**Trecho fornecido:**
>>>>

Os gregos indagaram muito sobre felicidade, ou sobre o melhor modo de viver a vida (eudaimonia), o que é quase a mesma coisa. Em Roma, os que podiam gastavam seu tempo. Ao seu fim, muitas vezes abrupto, dado que viviam perigosamente, os romanos tinham tirado o proveito possível da existência. Depois, o mundo fechou-se nas trevas da Idade Média. Felicidade só após a morte, numa fantasia chamada céu, junto a um censor universal.
A felicidade voltou a ser
assunto no século XVIII, o Iluminismo recuperou o tema. Obteve tal prestígio
que o filósofo Jeremy Bentham ambicionava uma fórmula que a possibilitasse ao
maior número possível de pessoas. A Constituição norte-americana – acredito que
a única no mundo com tal previsão – garantiu que o indivíduo a buscasse
(Declaração de Direitos de Virgínia, 1776).
A questão se me chegou há
muitos anos. Conversávamos, alguns garotos, e alguém indagou: “O que vocês
fariam se fossem morrer amanhã?”. Buscávamos resposta quando uma senhora
adiantou: “Eu daria um jeito de ser feliz”. Creio que fomos impactados pelo
modo dramático de gesto e de fala: era uma declaração e um desabafo; havia uma
postura de surpresa consigo mesma e a percepção de que uma tarefa urgente se
lhe apresentava. Ela falou para ninguém, mas ficou claro que falou para o
mundo.
Esse assunto, que nunca me
saiu, agora me voltou. Veio com Para sempre – 50 cartas de amor de todos os
tempos (Org. Emerson Tin, Ed. Globo): “Havia perdido, Adélia, o hábito da
felicidade. Provei, ao ler teu bilhete bastante curto, toda a alegria da qual
estive privado há quase um ano. [...] Procuro expressões para te explicar a
minha felicidade [...] e não as posso encontrar”. De Victor Hugo a Adélia
Foucher. Além do desfrute do belo dito e da bela forma de dizê-lo, fica para
meditar: felicidade como hábito; dificuldade de explicar felicidade.
Não é fácil definir
sentimentos, nem os próprios. Ademais de personalíssimos, os sentimentos, nos
diferentes tempos e lugares, manifestaram-se com variados conteúdos e formas,
pois são expressões de cultura, ainda que com fundo de natureza.
A felicidade vem
interessando cientistas. Alguns concluíram que ela depende de características
pessoais; outros, que alcança quem está em posição socialmente vantajosa. Há
quem afirme que ela acompanha quem leva uma vida de sabedoria; também se diz
que, no máximo, conseguimos algumas alegrias temporárias.
Não consigo ver a
felicidade como hábito. Há, todavia, na vida privada, maus hábitos que obstruem
a possibilidade de se ser feliz: vida ignorante, rancores, engolir desaforos,
aturar pessoas desagradáveis, falsear o que se pensa, falsificar a vida. Essas
coisas enfraquecem o sistema imunológico, estiolam a libido. Essas coisas
deprimem, matam.

<<<<

**Extratos dos dados:**

>>>>

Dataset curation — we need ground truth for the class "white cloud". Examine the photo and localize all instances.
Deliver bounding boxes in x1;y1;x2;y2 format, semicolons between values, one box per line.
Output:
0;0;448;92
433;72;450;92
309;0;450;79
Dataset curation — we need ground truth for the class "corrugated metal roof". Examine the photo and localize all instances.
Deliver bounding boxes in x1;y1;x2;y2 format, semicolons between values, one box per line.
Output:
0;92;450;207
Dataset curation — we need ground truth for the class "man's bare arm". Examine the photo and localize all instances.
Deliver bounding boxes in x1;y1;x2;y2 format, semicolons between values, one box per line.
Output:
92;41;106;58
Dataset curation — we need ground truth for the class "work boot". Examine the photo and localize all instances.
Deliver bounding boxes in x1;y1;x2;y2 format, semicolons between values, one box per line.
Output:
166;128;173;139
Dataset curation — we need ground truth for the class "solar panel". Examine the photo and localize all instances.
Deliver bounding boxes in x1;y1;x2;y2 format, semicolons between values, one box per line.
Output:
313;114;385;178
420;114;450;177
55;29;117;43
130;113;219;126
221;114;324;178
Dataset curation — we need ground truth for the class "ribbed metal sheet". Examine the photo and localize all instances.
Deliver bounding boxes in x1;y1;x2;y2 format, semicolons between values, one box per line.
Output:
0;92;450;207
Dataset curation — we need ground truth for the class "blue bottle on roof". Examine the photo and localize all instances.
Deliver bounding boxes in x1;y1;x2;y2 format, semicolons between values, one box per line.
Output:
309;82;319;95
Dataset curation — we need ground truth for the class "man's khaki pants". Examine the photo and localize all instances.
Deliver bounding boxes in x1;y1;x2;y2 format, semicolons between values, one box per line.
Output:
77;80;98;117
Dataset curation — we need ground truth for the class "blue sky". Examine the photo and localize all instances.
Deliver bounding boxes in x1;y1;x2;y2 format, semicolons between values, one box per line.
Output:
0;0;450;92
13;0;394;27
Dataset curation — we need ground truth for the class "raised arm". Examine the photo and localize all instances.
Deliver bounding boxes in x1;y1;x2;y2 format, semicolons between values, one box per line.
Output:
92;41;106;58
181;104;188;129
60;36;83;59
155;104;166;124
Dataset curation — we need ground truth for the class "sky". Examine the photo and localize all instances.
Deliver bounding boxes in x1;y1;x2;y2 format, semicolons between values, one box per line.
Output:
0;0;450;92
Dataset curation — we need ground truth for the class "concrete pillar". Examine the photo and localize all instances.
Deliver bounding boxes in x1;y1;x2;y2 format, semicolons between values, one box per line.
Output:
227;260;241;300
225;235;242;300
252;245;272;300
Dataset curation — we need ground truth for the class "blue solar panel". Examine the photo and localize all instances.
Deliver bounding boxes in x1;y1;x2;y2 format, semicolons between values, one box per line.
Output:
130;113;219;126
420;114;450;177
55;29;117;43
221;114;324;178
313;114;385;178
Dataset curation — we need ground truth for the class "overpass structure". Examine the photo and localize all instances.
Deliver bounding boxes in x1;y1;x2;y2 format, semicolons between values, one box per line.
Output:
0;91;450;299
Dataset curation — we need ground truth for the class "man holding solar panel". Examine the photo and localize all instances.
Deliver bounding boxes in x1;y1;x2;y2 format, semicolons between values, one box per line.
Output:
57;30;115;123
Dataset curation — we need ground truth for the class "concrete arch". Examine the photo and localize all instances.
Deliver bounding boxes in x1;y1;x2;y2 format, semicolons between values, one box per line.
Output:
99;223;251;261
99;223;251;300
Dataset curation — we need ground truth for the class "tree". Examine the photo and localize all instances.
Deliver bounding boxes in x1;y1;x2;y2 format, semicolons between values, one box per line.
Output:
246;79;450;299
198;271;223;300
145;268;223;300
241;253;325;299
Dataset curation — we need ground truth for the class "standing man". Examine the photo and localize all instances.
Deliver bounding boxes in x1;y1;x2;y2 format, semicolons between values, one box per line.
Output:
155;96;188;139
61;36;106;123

<<<<

**Tarefas a realizar:**
a) De acordo com o texto sobre a felicidade, o que o filósofo Jeremy Bentham ambicionava?
b) Prossiga o texto sobre a felicidade, redigindo o trecho que viria logo após sua última frase.

**Resultados por tarefa:**
a) Uma fórmula que possibilitasse a felicidade ao maior número possível de pessoas.

b)
É possível escanear o
cérebro, ver e medir as reações químicas da felicidade. Sabe-se que ela está
“situada” na região orbitofrontal e depende dos sistemas de dopamina e opioide,
que são produzidos pelo corpo em certos estados emocionais e, então, sustentam
dadas emoções. Sabe-se tudo isso, mas não se sabe o que causa a felicidade, que
é o que interessa.
“Em 2006, estudiosos da
Universidade de Leicester, no Reino Unido, usaram uma série de fatores para
criar um mapa da felicidade no mundo. De dados relativos à saúde e educação
pública ao grau de satisfação das pessoas com os rumos de seu país, a alegria
planetária foi prospectada e investigada” (Época 24mai10).
No topo da lista de 178
países estão Dinamarca, Suíça e Áustria. O Brasil está em 81º lugar. No ano da
publicação da matéria, a Pátria estava de chuteiras. Então, talvez nos
importasse o amanhã, mas não naquele momento, na hora do futebol. E hoje? Que
nos importa?
Um algoritmo vasculhou
nossas redes sociais: “Foram identificadas 393.284 menções sobre temas como
racismo, política e homofobia, sendo 84% delas com abordagem negativas, de
exposição do preconceito e da discriminação. Ódio às mulheres: 49.544 citações,
88% delas com viés intolerante; pessoas com algum tipo de deficiência: 40.801
mensagens, 93,4% com abordagem negativa; racismo: 17.026 menções, 97,6%
negativas.
O levantamento também
mensurou a intolerância pela aparência, homofobia, classes sociais,
idade/geração, religião e xenofobia. Ao contrário do que muita gente acha, o
Brasil é intolerante. As redes sociais fazem nada mais que amplificar esse
ódio, reafirmar os preconceitos que as pessoas já têm” (Sérgio Matsuura, Brasil
cultiva discurso de ódio nas redes sociais, mostra pesquisa, 05ago16, CEERT,
editado).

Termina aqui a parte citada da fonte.